◆ Task statement:
Scan the material below for "field", then return each line that contains it.

◆ Recorded information:
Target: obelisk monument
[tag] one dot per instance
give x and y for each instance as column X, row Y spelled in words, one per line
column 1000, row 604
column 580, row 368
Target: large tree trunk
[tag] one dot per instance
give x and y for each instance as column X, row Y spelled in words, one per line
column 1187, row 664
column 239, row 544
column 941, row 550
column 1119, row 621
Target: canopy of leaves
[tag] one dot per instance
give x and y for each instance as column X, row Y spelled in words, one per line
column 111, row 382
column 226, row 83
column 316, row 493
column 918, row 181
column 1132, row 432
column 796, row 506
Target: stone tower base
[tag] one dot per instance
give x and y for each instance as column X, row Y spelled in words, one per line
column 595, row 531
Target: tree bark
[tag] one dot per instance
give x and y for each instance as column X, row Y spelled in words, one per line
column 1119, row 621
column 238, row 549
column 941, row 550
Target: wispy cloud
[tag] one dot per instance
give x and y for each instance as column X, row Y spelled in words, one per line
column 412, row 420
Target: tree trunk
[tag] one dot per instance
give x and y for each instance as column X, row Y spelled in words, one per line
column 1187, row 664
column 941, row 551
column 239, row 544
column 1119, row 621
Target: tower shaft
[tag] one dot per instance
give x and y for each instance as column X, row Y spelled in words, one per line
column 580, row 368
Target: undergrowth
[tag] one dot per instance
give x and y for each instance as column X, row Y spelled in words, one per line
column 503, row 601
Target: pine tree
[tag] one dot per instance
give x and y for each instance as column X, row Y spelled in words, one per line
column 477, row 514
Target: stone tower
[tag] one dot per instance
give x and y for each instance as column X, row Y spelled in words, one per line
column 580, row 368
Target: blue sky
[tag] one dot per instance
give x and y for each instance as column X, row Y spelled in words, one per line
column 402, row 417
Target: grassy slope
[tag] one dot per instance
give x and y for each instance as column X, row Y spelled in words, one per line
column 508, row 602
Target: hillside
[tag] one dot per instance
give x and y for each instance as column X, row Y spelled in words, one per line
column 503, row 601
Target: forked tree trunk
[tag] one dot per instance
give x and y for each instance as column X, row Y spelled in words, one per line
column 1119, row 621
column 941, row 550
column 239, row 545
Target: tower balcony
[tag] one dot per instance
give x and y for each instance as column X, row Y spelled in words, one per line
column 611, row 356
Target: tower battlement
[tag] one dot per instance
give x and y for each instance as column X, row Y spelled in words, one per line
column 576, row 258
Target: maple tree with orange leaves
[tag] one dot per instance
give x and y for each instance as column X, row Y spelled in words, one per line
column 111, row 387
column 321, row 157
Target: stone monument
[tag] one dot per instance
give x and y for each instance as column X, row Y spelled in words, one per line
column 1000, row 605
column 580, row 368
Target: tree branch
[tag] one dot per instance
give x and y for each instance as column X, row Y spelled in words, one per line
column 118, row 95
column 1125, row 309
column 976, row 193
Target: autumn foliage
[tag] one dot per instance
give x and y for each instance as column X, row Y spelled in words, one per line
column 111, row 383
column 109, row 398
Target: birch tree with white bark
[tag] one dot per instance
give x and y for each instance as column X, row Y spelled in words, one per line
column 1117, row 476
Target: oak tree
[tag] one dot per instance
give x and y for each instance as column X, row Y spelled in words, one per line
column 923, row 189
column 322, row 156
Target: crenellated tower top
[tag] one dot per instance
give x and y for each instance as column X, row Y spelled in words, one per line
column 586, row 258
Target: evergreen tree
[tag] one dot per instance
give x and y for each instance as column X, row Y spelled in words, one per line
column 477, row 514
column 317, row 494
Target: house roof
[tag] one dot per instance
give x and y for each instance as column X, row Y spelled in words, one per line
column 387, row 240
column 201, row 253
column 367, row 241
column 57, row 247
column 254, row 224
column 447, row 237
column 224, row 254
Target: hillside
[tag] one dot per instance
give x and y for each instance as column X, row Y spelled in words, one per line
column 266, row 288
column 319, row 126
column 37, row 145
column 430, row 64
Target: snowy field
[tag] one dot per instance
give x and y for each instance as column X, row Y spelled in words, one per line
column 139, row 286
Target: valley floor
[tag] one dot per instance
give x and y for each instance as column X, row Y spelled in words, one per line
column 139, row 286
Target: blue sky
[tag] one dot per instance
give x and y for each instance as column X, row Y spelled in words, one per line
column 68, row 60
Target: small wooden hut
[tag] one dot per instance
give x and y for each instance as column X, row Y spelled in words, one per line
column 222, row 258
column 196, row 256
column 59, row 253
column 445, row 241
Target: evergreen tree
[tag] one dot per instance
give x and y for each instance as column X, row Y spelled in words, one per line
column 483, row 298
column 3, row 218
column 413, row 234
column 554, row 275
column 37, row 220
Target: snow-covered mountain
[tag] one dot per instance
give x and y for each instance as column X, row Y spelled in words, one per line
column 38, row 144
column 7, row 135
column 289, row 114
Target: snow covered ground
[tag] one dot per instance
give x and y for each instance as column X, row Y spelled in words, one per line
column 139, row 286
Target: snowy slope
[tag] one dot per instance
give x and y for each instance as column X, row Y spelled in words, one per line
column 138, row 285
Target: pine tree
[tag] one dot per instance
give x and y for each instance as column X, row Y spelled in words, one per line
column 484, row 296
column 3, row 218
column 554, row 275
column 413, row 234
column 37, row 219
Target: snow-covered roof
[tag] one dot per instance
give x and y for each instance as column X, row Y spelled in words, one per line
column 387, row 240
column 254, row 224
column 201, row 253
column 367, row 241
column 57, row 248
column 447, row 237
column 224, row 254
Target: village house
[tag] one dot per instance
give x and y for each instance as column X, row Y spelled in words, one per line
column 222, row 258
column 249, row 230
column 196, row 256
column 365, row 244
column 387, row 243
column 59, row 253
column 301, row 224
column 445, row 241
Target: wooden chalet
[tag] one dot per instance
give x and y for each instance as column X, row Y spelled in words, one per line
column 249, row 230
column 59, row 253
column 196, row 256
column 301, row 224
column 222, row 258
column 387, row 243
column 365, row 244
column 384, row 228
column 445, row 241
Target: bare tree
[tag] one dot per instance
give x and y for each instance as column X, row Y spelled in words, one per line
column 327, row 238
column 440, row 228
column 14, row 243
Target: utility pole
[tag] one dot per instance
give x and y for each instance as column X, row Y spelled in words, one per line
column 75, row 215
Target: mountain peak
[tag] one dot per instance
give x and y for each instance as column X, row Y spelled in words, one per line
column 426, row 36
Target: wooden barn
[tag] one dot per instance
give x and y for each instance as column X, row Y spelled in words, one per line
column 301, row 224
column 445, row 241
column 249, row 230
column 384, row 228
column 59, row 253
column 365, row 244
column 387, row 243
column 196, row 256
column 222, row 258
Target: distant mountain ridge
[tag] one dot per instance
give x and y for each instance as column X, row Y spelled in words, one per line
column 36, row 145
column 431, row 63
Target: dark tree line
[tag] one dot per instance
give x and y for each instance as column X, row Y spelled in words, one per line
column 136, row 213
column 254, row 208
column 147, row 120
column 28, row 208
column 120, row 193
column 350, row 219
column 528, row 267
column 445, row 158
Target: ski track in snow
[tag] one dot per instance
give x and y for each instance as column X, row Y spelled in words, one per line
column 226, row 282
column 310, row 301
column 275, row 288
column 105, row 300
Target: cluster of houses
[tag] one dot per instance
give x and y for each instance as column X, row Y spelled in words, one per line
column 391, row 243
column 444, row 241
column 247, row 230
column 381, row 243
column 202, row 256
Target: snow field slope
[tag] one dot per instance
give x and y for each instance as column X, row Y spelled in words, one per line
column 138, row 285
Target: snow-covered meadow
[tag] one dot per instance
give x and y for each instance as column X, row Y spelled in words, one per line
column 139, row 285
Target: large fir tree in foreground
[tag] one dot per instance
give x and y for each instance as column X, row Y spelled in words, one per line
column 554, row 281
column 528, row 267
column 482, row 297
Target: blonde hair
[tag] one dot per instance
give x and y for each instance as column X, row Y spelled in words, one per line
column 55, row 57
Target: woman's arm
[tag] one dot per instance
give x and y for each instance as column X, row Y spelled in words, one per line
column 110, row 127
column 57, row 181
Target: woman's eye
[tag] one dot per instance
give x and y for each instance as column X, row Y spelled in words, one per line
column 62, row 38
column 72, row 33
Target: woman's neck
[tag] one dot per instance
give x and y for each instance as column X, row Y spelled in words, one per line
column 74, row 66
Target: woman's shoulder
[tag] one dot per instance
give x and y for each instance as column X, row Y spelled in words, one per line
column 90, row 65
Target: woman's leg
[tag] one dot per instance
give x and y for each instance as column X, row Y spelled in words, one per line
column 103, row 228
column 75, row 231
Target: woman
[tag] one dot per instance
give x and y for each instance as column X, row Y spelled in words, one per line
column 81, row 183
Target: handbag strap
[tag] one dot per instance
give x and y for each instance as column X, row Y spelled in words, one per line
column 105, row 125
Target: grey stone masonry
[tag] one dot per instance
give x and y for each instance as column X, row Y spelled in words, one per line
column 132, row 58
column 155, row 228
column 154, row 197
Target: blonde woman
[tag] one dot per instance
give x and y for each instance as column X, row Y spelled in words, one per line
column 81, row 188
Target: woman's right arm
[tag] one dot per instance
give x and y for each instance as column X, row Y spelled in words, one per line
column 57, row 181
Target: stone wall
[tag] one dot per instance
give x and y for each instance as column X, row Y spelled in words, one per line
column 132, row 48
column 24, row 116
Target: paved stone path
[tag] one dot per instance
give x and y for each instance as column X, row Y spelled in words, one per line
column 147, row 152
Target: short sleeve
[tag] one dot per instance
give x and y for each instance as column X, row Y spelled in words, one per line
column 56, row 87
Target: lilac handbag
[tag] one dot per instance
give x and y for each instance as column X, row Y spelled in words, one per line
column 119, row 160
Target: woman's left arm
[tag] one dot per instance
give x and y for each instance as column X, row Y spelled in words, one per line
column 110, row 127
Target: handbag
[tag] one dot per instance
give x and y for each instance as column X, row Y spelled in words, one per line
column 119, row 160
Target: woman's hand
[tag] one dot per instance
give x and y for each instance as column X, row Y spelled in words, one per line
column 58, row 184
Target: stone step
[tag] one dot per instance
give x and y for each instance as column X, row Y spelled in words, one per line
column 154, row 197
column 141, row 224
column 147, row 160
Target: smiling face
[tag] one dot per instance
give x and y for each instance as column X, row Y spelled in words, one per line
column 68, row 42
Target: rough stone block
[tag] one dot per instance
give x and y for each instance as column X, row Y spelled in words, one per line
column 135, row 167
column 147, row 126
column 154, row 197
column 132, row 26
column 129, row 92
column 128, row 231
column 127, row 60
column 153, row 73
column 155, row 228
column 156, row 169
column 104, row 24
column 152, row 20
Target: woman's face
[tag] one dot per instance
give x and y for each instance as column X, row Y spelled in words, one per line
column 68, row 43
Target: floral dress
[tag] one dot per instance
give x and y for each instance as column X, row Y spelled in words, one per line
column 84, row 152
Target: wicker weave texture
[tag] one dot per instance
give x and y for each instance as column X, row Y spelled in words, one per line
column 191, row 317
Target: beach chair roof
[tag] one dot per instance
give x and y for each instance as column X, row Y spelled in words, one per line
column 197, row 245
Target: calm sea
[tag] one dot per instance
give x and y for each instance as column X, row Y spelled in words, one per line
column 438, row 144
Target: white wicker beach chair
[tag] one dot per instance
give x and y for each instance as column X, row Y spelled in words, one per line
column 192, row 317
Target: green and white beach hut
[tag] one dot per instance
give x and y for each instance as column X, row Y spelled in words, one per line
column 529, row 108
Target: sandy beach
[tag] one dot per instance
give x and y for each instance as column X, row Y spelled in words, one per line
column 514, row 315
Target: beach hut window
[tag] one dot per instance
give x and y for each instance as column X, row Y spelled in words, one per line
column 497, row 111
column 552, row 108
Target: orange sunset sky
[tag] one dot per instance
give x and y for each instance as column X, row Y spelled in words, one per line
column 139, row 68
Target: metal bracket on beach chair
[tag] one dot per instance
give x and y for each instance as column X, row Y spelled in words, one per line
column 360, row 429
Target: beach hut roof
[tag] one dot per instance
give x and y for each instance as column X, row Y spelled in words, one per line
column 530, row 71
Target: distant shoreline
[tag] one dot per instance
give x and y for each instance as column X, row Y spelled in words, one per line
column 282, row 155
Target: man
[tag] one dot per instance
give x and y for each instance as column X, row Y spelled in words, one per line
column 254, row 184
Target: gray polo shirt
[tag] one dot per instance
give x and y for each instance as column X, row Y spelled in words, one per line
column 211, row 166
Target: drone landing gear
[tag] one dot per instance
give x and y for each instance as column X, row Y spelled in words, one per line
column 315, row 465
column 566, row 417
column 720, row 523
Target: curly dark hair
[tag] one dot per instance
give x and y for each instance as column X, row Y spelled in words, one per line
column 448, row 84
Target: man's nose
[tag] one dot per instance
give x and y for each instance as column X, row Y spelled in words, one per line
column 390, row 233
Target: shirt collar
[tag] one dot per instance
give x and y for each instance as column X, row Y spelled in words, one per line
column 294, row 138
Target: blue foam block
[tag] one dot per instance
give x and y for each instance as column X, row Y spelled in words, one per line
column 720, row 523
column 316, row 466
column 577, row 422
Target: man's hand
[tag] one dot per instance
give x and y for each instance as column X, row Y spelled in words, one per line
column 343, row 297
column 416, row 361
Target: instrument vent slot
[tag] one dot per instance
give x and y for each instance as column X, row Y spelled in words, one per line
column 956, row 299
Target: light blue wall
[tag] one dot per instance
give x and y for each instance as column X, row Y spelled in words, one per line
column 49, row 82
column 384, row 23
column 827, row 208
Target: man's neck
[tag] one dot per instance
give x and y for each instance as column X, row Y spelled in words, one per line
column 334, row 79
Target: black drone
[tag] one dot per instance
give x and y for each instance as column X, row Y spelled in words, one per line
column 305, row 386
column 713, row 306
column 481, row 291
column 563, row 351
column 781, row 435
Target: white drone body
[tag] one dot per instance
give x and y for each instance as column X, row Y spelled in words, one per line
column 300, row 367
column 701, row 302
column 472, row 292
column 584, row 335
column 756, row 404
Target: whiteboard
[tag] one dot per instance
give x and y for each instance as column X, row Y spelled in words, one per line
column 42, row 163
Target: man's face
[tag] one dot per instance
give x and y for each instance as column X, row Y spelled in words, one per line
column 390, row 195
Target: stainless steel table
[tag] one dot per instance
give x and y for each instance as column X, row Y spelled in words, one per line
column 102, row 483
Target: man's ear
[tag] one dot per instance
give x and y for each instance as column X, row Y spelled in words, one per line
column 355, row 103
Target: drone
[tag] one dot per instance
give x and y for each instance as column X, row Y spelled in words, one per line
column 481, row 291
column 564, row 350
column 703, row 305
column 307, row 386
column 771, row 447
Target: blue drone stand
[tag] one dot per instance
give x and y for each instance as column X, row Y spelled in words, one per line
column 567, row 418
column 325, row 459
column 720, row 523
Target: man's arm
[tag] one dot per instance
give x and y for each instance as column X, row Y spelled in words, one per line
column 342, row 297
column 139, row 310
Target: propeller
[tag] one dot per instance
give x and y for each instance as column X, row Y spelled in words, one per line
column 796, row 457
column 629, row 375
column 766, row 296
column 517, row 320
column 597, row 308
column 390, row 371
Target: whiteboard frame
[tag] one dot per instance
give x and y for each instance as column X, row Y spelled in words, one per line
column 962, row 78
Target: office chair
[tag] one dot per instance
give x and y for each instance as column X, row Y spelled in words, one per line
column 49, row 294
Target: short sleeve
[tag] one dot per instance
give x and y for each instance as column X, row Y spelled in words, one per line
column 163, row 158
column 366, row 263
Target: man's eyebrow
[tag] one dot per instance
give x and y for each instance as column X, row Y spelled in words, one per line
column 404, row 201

◆ Answer section:
Target: snowy field
Target: snow field slope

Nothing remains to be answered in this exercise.